## [Challenge]
Rewrite the records below as a JSON list of strings, one string per line, leaving out blank lines.

— Begin Material —

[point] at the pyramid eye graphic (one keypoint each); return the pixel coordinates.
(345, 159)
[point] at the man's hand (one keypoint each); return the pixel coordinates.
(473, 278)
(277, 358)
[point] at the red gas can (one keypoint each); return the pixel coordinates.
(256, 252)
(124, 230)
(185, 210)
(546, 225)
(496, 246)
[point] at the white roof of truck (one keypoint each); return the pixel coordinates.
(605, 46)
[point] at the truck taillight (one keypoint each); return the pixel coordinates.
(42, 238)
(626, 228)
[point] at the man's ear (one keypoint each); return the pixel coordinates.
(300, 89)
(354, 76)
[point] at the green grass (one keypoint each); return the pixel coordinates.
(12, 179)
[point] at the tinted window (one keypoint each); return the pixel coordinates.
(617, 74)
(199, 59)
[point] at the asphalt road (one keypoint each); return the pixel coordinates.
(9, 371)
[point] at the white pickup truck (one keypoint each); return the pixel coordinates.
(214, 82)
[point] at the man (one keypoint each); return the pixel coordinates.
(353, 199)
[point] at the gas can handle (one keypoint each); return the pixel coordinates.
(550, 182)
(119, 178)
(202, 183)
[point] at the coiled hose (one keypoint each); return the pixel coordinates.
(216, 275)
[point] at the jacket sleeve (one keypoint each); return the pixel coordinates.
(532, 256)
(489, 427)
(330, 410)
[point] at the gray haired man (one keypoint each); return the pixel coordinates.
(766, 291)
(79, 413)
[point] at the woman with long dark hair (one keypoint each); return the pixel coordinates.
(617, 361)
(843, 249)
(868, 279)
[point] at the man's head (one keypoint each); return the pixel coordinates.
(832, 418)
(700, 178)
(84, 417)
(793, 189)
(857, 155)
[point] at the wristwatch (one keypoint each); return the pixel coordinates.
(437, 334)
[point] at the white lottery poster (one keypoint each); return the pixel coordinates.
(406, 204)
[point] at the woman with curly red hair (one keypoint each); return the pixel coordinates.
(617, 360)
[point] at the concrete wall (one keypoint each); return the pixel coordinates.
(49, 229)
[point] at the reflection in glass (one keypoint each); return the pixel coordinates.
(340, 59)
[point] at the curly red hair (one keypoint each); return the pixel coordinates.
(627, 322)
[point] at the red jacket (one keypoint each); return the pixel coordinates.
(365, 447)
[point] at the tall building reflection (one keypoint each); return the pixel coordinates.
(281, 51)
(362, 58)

— End Material —

## [Completed exercise]
[
  "[point] at the pyramid eye graphic (one keypoint each); return the pixel coordinates.",
  "(345, 159)",
  "[point] at the man's hand (one keypoint each); return the pixel coordinates.",
  "(473, 278)",
  "(277, 358)",
  "[point] at the red gas can (one keypoint each); return the pixel coordinates.",
  "(256, 252)",
  "(124, 230)",
  "(185, 210)",
  "(546, 225)",
  "(496, 246)",
  "[point] at the white roof of truck (one keypoint each); return the pixel coordinates.",
  "(605, 46)",
  "[point] at the truck taillight (one keypoint each); return the pixel coordinates.",
  "(42, 238)",
  "(626, 228)",
  "[point] at the man's ear (one keypoint each); return the pixel coordinates.",
  "(300, 89)",
  "(354, 76)",
  "[point] at the green grass (one keypoint each); return the pixel coordinates.",
  "(12, 179)",
  "[point] at the tinted window (one keypoint each); return the pixel coordinates.",
  "(617, 74)",
  "(199, 59)",
  "[point] at the asphalt road (one keypoint each); return the pixel coordinates.",
  "(9, 371)",
  "[point] at the white pickup truck (one keypoint each); return the pixel coordinates.",
  "(214, 82)",
  "[point] at the man (one keypoint each); return the pixel coordinates.",
  "(353, 199)",
  "[point] at the gas can handle (one keypoint each); return the pixel coordinates.",
  "(550, 182)",
  "(119, 178)",
  "(202, 183)",
  "[point] at the coiled hose (one keypoint each); return the pixel coordinates.",
  "(216, 275)",
  "[point] at the jacket sleeve (one keypoint each); return the pixel coordinates.",
  "(532, 256)",
  "(489, 427)",
  "(330, 410)",
  "[point] at the gray haired man (one keypoint each); return the pixel coordinates.",
  "(766, 291)",
  "(79, 413)",
  "[point] at the woman with long dark hair (one keypoint each); return the pixel coordinates.",
  "(617, 361)",
  "(843, 249)",
  "(868, 279)",
  "[point] at the man's head (one keypoint each); return the pixel coordinates.",
  "(832, 418)",
  "(700, 178)",
  "(84, 417)",
  "(793, 189)",
  "(857, 155)",
  "[point] at the wristwatch (one keypoint each); return the pixel coordinates.",
  "(437, 334)",
  "[point] at the white lottery poster (one keypoint each); return the pixel coordinates.",
  "(406, 204)",
  "[point] at the woman with curly red hair (one keypoint each); return the pixel coordinates.",
  "(617, 360)",
  "[point] at the concrete wall (one keypoint each); return the pixel coordinates.",
  "(49, 229)",
  "[point] at the reflection in glass (one keypoint each); return the pixel coordinates.",
  "(340, 59)",
  "[point] at the curly red hair (one keypoint each); return the pixel coordinates.",
  "(627, 322)",
  "[point] at the red jacket (one keypoint each); return the pixel coordinates.",
  "(365, 447)",
  "[point] at the tall building reflection (one keypoint each); return the pixel coordinates.",
  "(281, 51)",
  "(362, 58)"
]